DIE AUFGABE:
Schreib das Interview mit Otto Baric über seine Zeit bei Sturm in Graz im Anschluss an die letzte Frage weiter.

TEXTABSCHNITT:
Die Mannschaft erreichte sehr viel. Ich war überzeugt, dass wir es schaffen können. Wir spielten im letzten Match gegen Rapid nicht so schlecht, aber das Team war nicht reif genug. Psychologisch. Wir hätten unser Spiel machen müssen, doch Rapid war ruhiger. Wir verloren in der letzten Stunde den Titel. Das war schade, aber wir haben viel gelernt. Wir waren fast Meister und überzeugten im UEFA-Cup. Wir schieden gegen Göteborg aus, die gewannen dann den Bewerb. Viele Spieler aus dieser Sturm-Mannschaft kamen in den nächsten Jahren in das Nationalteam.
"Oft ging ich mit zwei, drei ausgewählten Spielern eine halbe Stunde spazieren und erklärte, wie wir spielen müssen. Das machte viel aus."
Otto Baric
Sie galten als Meister der Taktik.
Ja, wir spielten anders, moderner als andere, aber es war nicht nur die Taktik. Es waren auch die Gespräche mit den Spielern, man kann viel im Kopf erreichen. Oft ging ich mit zwei, drei ausgewählten Spielern eine halbe Stunde spazieren und erklärte, wie wir spielen müssen. Das machte viel aus. Ich war sehr stolz auf die Entwicklung. Ich habe in Graz gesehen, dass ich eine Mannschaft aufbauen kann.
"Maximal" unterhaltsam: Otto Baric hatte bei Interviews stets einiges zu sagen.
Waren Sie streng zu den Spielern?
Respekt muss sein, aber ein Spieler soll auch spüren, dass ich sein Freund bin. Ich war nie ein Tyrann. Ich habe mich in meiner Trainerlaufbahn zu allen Spielern immer korrekt verhalten, leider waren nicht immer alle korrekt zu mir. Das ist so im Fußball, heute ist es vergessen.
Was haben Sie aus Ihrer Zeit in Graz mitgenommen?
Sturm war eine gute Schule für mich und das ist anderen auch aufgefallen. Schon als wir knapp am Titel scheiterten, nahm Rapid-Präsident Heinz Holzbach zu mir Kontakt auf. Ich verschwieg das damals, weil ich noch bei Sturm und in Graz bleiben wollte. Wir waren auch ohne Titel top in Österreich, das bereitete mir große Freude. Aber ein Jahr später war Rapid die nächste Station. Mit Zvonko Breber und Božo Bakota hatte ich bei Sturm gute Spieler bekommen, sie waren auf einer Skala etwa auf Stufe acht. Rapid hatte mit Zlatko Kranjčar und Petar Bručić auch gute Legionäre, aber sie waren auf Stufe zehn. Rapid bot mir viel mehr Möglichkeiten.
Was haben Sie von Graz noch in Erinnerung?

DATENLISTE:
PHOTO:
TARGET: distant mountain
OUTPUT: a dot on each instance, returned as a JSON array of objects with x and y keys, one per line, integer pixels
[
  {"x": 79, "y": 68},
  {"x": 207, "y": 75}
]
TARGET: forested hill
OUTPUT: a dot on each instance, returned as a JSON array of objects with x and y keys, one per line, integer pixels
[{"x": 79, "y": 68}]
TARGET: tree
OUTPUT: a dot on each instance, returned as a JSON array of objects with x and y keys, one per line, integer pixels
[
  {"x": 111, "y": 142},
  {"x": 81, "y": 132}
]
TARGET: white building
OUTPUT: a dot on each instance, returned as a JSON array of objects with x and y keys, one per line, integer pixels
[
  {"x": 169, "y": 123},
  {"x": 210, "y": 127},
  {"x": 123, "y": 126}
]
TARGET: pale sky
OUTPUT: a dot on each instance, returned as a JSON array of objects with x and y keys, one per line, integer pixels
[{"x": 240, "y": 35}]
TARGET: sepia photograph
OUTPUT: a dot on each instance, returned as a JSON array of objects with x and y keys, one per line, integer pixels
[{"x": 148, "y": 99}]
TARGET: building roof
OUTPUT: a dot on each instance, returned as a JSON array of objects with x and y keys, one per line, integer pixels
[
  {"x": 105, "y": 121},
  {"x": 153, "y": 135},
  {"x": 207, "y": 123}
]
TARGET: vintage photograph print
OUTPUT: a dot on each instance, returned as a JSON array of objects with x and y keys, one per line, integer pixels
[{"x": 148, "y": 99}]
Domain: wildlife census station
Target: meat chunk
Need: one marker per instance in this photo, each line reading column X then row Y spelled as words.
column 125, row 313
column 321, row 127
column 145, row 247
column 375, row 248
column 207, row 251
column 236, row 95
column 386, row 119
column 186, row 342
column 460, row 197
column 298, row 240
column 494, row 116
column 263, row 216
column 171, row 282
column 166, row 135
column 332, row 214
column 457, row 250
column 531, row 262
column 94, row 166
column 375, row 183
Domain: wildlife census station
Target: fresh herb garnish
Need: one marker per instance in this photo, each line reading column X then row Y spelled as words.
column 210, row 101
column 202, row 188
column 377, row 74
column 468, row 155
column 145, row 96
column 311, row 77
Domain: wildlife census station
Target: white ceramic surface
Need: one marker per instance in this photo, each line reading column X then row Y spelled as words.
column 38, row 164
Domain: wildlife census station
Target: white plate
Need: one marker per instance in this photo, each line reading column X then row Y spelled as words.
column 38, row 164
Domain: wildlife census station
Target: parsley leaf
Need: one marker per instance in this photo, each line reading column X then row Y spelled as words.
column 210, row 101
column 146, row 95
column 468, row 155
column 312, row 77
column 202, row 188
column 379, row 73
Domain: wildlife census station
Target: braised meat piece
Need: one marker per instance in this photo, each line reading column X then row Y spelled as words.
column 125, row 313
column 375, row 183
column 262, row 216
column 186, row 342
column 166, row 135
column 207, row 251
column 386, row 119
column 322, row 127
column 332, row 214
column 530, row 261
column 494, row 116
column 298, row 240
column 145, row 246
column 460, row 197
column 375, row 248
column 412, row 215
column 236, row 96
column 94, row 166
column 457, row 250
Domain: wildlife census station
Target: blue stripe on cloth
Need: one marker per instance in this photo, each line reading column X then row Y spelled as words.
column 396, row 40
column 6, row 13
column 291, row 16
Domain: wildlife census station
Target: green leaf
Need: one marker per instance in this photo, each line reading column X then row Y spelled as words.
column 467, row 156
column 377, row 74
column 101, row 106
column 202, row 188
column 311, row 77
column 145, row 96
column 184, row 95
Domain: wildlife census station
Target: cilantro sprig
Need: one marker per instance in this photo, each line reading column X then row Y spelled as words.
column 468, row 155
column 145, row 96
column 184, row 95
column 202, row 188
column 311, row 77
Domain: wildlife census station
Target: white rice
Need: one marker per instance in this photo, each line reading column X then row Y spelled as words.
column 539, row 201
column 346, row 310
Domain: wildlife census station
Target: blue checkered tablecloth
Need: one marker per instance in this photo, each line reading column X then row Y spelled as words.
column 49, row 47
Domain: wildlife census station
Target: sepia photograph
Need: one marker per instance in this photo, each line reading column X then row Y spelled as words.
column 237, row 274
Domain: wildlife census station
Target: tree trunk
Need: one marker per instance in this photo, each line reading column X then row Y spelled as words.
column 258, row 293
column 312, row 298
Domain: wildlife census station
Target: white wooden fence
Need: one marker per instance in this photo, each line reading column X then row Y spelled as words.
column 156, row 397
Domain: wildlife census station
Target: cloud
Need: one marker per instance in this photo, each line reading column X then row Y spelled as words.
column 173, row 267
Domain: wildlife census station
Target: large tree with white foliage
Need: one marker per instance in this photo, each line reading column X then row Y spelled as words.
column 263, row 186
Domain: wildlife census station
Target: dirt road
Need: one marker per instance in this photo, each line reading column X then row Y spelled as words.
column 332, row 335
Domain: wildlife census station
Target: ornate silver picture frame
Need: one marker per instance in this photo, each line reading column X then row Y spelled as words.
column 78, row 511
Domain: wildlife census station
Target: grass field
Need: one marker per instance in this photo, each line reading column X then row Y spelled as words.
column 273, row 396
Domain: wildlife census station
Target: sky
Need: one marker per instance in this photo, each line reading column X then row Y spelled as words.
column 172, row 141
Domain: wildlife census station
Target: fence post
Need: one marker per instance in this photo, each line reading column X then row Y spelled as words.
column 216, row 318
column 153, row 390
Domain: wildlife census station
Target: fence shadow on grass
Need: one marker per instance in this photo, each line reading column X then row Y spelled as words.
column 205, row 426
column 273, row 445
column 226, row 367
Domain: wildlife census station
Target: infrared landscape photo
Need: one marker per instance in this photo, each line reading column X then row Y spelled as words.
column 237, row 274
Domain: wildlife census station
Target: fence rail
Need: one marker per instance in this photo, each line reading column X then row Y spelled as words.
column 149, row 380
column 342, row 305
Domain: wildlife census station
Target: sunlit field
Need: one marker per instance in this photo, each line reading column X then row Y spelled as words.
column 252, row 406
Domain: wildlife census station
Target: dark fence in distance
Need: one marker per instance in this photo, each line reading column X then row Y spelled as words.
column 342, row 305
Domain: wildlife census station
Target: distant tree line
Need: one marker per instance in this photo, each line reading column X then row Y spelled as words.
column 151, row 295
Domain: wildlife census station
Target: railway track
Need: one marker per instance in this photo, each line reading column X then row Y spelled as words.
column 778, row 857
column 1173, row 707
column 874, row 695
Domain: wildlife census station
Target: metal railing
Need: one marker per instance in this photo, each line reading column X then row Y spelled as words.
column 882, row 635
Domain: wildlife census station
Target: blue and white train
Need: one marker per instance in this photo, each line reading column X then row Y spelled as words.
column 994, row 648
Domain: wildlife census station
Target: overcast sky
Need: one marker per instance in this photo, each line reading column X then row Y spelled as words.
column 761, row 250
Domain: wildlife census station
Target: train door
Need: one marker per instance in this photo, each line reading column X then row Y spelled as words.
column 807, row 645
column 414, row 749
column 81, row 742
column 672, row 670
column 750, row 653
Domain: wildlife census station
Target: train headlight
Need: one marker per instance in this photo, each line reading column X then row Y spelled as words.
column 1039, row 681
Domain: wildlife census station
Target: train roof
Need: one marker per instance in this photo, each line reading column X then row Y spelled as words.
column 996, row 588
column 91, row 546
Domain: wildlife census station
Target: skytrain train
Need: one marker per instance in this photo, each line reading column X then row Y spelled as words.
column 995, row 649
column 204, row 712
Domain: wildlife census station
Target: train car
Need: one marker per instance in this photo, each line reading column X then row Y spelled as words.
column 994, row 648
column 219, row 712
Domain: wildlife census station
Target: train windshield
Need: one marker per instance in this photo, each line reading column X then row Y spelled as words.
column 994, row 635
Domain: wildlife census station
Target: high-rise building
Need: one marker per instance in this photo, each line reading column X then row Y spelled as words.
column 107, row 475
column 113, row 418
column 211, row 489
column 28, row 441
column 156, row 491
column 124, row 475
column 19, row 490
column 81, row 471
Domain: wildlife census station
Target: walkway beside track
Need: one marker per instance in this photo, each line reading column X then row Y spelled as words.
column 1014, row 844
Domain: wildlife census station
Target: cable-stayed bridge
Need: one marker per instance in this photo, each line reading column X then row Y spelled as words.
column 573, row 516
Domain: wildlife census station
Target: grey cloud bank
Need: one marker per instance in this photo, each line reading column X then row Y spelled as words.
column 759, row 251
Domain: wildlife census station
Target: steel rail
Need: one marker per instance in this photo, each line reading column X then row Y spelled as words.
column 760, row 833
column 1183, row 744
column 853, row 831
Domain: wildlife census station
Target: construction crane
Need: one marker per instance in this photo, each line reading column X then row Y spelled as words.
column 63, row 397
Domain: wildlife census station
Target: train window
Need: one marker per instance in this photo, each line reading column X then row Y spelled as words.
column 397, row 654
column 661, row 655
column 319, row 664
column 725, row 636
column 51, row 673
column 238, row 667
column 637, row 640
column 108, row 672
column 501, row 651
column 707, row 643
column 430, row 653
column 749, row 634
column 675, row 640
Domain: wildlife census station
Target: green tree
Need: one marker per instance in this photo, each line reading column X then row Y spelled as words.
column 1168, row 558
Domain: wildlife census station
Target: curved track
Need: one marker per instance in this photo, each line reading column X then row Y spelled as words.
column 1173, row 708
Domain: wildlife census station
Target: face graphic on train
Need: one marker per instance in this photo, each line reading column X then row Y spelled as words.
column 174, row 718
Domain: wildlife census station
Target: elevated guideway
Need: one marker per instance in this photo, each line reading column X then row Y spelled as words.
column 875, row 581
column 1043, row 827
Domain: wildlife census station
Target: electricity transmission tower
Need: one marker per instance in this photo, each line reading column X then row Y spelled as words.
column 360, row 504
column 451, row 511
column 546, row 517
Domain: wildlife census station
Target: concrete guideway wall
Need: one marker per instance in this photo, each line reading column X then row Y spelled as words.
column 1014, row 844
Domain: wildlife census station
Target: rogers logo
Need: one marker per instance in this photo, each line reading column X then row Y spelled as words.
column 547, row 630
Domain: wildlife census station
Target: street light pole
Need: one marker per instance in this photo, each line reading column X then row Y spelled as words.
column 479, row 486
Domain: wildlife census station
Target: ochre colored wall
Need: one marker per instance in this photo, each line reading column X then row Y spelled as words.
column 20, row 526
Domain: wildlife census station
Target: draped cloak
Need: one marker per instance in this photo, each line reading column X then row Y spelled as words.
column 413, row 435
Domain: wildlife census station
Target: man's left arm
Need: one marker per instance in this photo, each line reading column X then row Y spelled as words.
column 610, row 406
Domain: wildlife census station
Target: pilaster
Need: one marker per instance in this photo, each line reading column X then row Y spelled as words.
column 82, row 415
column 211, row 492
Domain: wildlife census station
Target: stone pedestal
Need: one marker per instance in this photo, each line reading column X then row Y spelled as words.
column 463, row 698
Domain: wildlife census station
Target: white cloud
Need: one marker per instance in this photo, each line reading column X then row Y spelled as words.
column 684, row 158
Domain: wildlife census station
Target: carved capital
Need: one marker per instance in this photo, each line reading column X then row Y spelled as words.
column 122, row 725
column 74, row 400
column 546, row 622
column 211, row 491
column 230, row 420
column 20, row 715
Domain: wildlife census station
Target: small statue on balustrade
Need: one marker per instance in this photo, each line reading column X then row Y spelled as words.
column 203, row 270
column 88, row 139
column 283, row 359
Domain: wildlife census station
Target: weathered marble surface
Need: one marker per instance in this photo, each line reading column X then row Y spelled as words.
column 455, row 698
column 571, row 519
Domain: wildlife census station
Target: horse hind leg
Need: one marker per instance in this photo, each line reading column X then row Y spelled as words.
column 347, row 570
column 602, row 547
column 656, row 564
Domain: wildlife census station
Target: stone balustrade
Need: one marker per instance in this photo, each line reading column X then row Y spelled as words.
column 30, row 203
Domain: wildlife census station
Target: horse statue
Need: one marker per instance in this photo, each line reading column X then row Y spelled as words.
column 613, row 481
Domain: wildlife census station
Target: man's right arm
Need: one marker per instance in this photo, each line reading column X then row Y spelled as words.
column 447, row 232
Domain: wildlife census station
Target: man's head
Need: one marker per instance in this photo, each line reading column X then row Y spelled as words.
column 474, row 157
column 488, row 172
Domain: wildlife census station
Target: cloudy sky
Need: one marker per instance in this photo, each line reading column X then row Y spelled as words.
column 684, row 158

ERGEBNIS DIESER AUFGABE:
Ich habe viele Freunde in Graz gefunden und kam 1988 gerne ein zweites Mal zu Sturm. Da schafften wir den ersten Platz im mittleren Play-off. Leider war dann für mich eine weitere Zusammenarbeit mit dem damaligen Präsidium nicht mehr möglich.
Wo leben Sie aktuell?
Ich habe 25 Jahre am Meer gewohnt. Vor zwei Jahren habe ich mein Haus auf der Insel Krk aber verkauft und bin in ein Haus am Stadtrand von Zagreb gezogen. Ich freue mich sehr auf den Frühling. Mein Sohn ist ein erfolgreicher Architekt und hat gute Chancen bei den Wahlen im April Bürgermeister zu werden.
Wie geht es Ihnen persönlich?
Ich fühle mich gesund. Aber Corona bereitet mir Sorgen. Ich habe das Virus zwar nicht, aber in der Stadt und auf der ganze Welt haben es viele Leute. Corona ist auch für den Fußball ganz blöd. Beim Länderspiel Kroatien gegen Portugal haben Kroatien acht Spieler gefehlt.
Dieses Interview führte Othmar Behr.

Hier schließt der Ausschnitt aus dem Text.